# Referring expression pointing data
════════════════

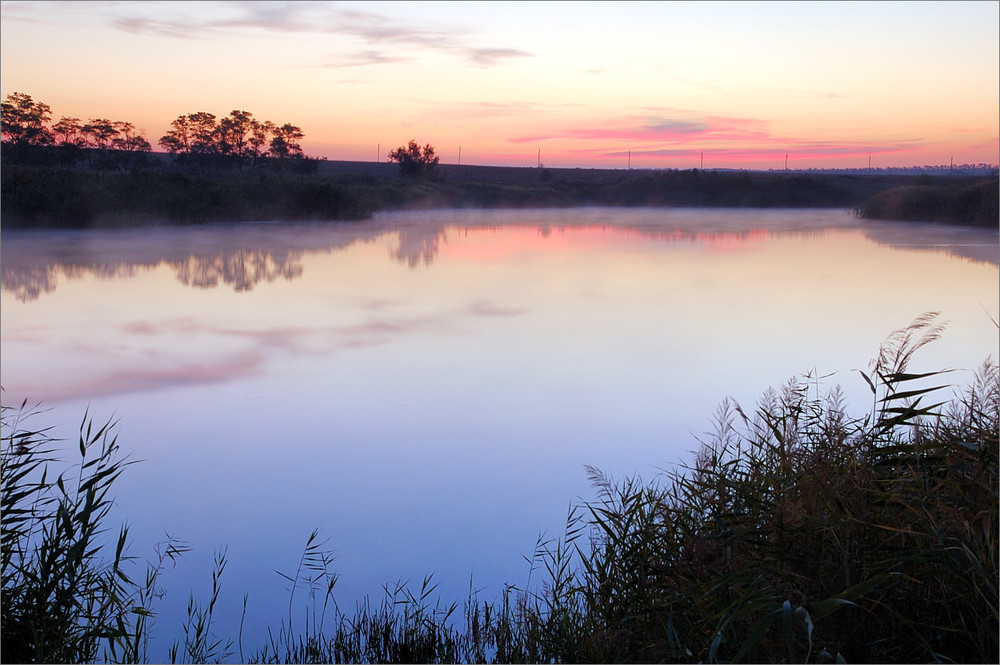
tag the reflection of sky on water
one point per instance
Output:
(425, 388)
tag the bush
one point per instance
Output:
(798, 533)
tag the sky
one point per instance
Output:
(562, 84)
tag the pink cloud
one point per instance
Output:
(668, 129)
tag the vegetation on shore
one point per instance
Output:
(54, 196)
(237, 168)
(799, 533)
(966, 202)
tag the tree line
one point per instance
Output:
(29, 135)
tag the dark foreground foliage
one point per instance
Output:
(974, 202)
(799, 533)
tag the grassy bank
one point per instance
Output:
(967, 202)
(37, 196)
(44, 197)
(799, 533)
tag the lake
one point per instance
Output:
(426, 388)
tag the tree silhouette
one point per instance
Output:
(414, 160)
(23, 121)
(285, 143)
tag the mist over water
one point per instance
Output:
(426, 388)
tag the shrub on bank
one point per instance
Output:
(42, 197)
(799, 533)
(969, 203)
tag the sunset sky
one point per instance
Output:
(590, 84)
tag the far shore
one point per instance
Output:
(159, 192)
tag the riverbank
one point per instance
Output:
(799, 534)
(161, 193)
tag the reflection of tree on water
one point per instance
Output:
(244, 256)
(418, 245)
(243, 269)
(30, 283)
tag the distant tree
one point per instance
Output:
(100, 133)
(285, 143)
(128, 139)
(414, 160)
(68, 131)
(204, 133)
(259, 134)
(23, 121)
(234, 133)
(178, 139)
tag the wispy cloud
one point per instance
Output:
(661, 130)
(383, 39)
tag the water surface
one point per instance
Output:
(426, 388)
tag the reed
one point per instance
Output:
(798, 533)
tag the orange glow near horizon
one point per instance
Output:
(615, 85)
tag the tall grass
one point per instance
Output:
(798, 533)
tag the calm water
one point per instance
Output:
(426, 388)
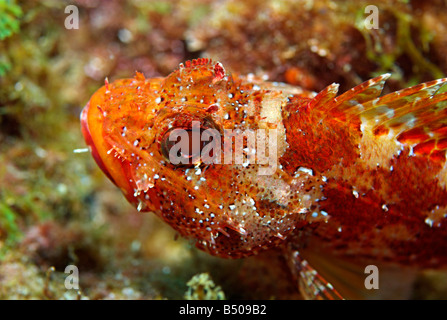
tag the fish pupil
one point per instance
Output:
(186, 150)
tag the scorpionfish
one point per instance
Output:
(241, 165)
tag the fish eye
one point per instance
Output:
(186, 146)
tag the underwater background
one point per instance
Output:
(58, 209)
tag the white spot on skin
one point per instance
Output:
(306, 170)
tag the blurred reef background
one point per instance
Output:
(57, 208)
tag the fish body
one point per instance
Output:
(357, 177)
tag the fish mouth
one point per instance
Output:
(89, 141)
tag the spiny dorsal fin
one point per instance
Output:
(415, 116)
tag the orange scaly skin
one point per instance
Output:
(359, 178)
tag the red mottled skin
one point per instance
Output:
(360, 179)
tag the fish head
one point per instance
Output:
(167, 143)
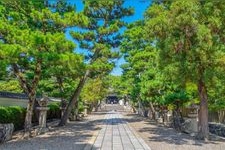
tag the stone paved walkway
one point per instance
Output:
(116, 134)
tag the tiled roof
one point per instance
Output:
(13, 95)
(22, 96)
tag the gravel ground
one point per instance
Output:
(77, 136)
(163, 138)
(74, 136)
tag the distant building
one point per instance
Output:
(112, 99)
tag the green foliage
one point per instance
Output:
(16, 114)
(94, 91)
(54, 111)
(10, 86)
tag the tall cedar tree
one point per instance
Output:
(98, 39)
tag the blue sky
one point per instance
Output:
(139, 6)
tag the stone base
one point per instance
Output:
(6, 131)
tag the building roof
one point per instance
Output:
(13, 95)
(4, 94)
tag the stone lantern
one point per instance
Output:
(43, 102)
(193, 118)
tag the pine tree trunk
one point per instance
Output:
(29, 114)
(152, 110)
(74, 99)
(203, 112)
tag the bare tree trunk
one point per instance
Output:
(152, 109)
(203, 112)
(29, 114)
(74, 99)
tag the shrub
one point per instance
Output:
(13, 114)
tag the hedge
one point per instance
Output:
(16, 114)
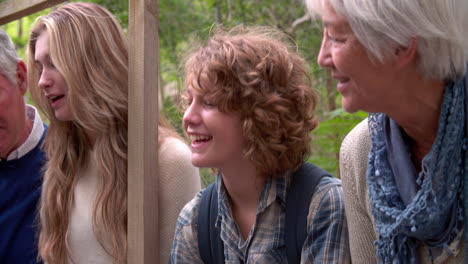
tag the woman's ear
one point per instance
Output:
(21, 77)
(405, 55)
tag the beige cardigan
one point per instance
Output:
(353, 166)
(179, 182)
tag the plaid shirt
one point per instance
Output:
(326, 242)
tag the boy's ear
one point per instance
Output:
(405, 55)
(21, 77)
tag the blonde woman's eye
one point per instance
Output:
(209, 103)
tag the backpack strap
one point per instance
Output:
(209, 238)
(301, 190)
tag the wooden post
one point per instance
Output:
(143, 223)
(11, 10)
(143, 226)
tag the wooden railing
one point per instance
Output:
(143, 226)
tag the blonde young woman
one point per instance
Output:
(78, 58)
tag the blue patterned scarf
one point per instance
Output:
(403, 226)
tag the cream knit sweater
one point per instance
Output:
(179, 182)
(353, 166)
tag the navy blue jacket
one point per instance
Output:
(20, 188)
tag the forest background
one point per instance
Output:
(181, 22)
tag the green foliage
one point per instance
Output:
(328, 136)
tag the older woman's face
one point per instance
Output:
(364, 84)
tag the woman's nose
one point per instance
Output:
(324, 58)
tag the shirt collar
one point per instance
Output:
(33, 138)
(274, 188)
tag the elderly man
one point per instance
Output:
(21, 158)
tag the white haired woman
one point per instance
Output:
(403, 168)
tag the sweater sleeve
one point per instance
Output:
(179, 182)
(353, 166)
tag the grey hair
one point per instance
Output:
(8, 57)
(438, 26)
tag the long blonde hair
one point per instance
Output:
(89, 48)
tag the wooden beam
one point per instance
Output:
(143, 224)
(11, 10)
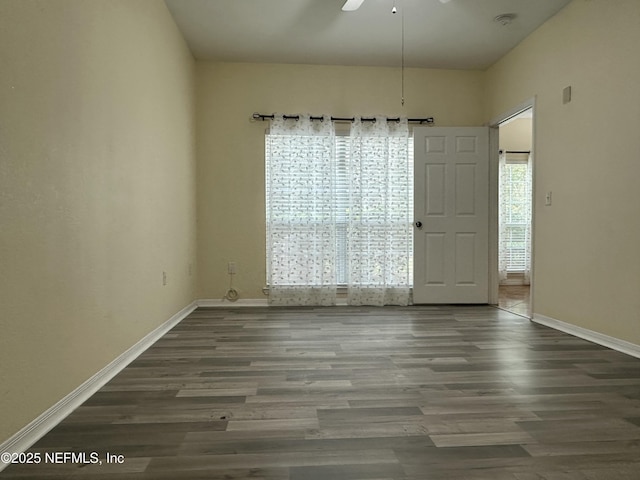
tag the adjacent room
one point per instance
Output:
(319, 239)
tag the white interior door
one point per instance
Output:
(451, 205)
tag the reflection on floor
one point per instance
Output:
(515, 299)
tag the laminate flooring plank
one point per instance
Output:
(369, 393)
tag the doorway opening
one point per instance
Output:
(515, 212)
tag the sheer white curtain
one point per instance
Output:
(301, 228)
(380, 214)
(514, 216)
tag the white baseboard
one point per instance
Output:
(586, 334)
(243, 302)
(30, 434)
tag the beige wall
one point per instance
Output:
(586, 264)
(516, 135)
(230, 148)
(97, 190)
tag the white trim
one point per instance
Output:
(31, 433)
(493, 199)
(586, 334)
(243, 302)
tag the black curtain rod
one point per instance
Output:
(260, 116)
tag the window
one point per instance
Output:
(339, 211)
(515, 213)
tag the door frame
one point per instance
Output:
(494, 158)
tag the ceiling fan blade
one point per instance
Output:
(351, 5)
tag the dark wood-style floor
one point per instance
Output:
(359, 393)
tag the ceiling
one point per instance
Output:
(460, 34)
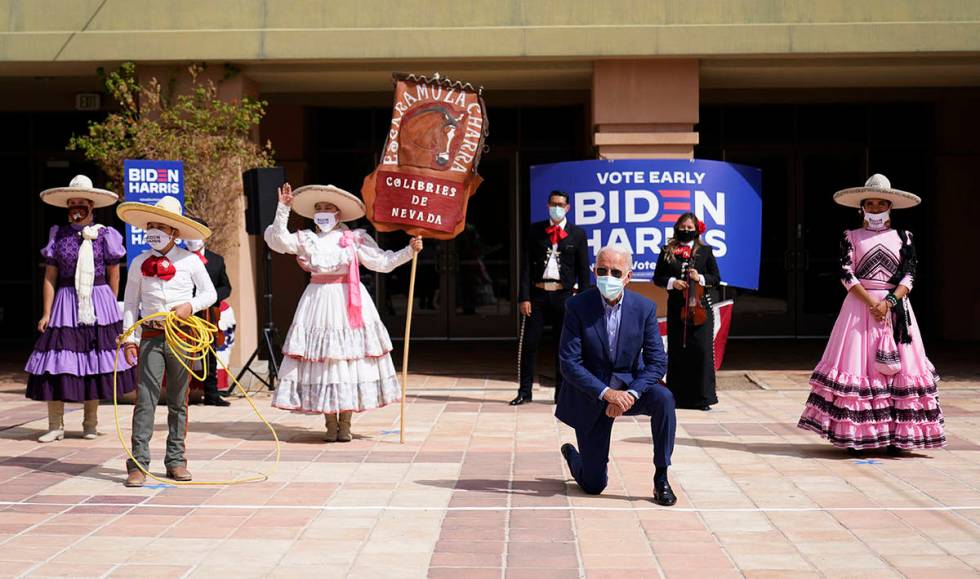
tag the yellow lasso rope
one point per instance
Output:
(190, 341)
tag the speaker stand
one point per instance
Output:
(269, 334)
(265, 346)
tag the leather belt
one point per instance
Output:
(549, 286)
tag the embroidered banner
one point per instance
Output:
(428, 167)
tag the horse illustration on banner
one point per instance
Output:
(428, 166)
(428, 136)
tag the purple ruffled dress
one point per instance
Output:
(73, 362)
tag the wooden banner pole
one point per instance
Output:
(408, 334)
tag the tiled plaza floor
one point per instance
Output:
(480, 490)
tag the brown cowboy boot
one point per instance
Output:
(331, 423)
(135, 479)
(56, 422)
(178, 473)
(344, 422)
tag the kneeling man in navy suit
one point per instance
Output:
(612, 357)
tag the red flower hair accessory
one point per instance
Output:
(158, 266)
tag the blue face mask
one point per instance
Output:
(610, 287)
(556, 213)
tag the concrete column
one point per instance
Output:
(645, 109)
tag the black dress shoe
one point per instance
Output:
(663, 495)
(521, 399)
(568, 450)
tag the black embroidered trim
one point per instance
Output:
(872, 442)
(821, 379)
(887, 357)
(846, 250)
(872, 415)
(908, 259)
(879, 258)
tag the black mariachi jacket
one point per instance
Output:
(703, 261)
(219, 277)
(573, 263)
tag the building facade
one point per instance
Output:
(819, 94)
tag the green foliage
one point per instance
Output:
(190, 123)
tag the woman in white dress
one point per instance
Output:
(337, 352)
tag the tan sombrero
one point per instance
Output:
(167, 211)
(349, 206)
(877, 187)
(79, 188)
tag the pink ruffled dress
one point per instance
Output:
(852, 404)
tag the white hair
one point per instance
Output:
(618, 249)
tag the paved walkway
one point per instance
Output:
(480, 490)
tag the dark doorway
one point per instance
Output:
(806, 153)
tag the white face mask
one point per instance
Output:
(556, 213)
(194, 245)
(325, 221)
(157, 239)
(877, 221)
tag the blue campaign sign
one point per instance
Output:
(147, 182)
(636, 202)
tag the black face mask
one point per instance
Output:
(685, 235)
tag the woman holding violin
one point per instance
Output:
(688, 270)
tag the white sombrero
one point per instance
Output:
(79, 188)
(167, 211)
(877, 187)
(349, 206)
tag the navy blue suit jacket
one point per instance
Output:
(640, 361)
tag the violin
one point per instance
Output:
(694, 308)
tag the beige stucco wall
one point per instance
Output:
(154, 30)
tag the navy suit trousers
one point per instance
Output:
(589, 466)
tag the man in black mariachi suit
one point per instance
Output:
(555, 259)
(215, 266)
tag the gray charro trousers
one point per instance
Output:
(155, 359)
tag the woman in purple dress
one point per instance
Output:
(73, 359)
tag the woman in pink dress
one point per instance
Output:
(874, 386)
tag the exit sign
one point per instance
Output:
(88, 101)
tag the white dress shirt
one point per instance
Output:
(551, 271)
(670, 281)
(150, 295)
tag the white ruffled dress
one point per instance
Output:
(329, 366)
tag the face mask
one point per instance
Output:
(557, 213)
(194, 245)
(685, 235)
(325, 221)
(610, 287)
(876, 221)
(77, 213)
(157, 239)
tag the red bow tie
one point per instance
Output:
(556, 233)
(158, 266)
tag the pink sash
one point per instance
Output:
(353, 281)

════════════════

# Exercise goal
Quote the lines above exactly, starting with the one that has "tag the stone base" and ending with the one that has "tag the wooden railing"; drop the pictures and include nothing else.

# Task response
tag the stone base
one point per instance
Output:
(6, 131)
tag the building roof
one point per instance
Output:
(13, 95)
(4, 94)
tag the stone lantern
one point per instance
Output:
(43, 102)
(193, 118)
tag the pine tree trunk
one point per instance
Output:
(29, 114)
(152, 110)
(74, 99)
(203, 112)
tag the bare tree trunk
one point per instance
Output:
(152, 109)
(203, 112)
(29, 114)
(74, 99)
tag the shrub
one point per instance
Output:
(13, 114)
tag the hedge
one point per instance
Output:
(16, 114)
tag the woman's ear
one point per instance
Output:
(21, 77)
(405, 55)
tag the beige cardigan
one point per instance
Output:
(353, 166)
(179, 182)
tag the plaid shirt
one point per instance
Output:
(326, 242)
tag the boy's ear
one point per instance
Output:
(405, 55)
(21, 77)
tag the blonde woman's eye
one point per instance
Output:
(209, 103)
tag the backpack strap
one point per instance
Output:
(209, 238)
(301, 190)
tag the wooden post
one point per instance
Output:
(143, 223)
(11, 10)
(143, 226)
tag the wooden railing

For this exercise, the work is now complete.